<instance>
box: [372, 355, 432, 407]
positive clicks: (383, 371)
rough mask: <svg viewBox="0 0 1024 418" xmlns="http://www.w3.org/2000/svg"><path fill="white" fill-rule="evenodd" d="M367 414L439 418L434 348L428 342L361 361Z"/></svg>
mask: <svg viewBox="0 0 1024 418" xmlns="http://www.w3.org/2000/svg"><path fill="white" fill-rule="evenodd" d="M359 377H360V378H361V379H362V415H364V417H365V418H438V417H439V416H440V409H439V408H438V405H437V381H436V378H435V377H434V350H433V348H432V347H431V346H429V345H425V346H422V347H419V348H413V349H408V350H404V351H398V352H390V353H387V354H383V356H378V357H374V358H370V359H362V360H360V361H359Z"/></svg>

####

> **Assigned task**
Give back all of the material above, line for line, without changing a single character.

> **Exercise result**
<instance>
box: [372, 355, 432, 407]
positive clicks: (383, 371)
rough mask: <svg viewBox="0 0 1024 418" xmlns="http://www.w3.org/2000/svg"><path fill="white" fill-rule="evenodd" d="M367 414L439 418L434 348L428 342L361 361Z"/></svg>
mask: <svg viewBox="0 0 1024 418" xmlns="http://www.w3.org/2000/svg"><path fill="white" fill-rule="evenodd" d="M359 377H360V378H361V379H362V415H364V417H365V418H438V417H439V416H440V409H439V408H438V405H437V381H436V378H435V377H434V350H433V348H432V347H431V346H429V345H425V346H422V347H419V348H413V349H408V350H404V351H398V352H390V353H387V354H383V356H378V357H374V358H370V359H362V360H360V361H359Z"/></svg>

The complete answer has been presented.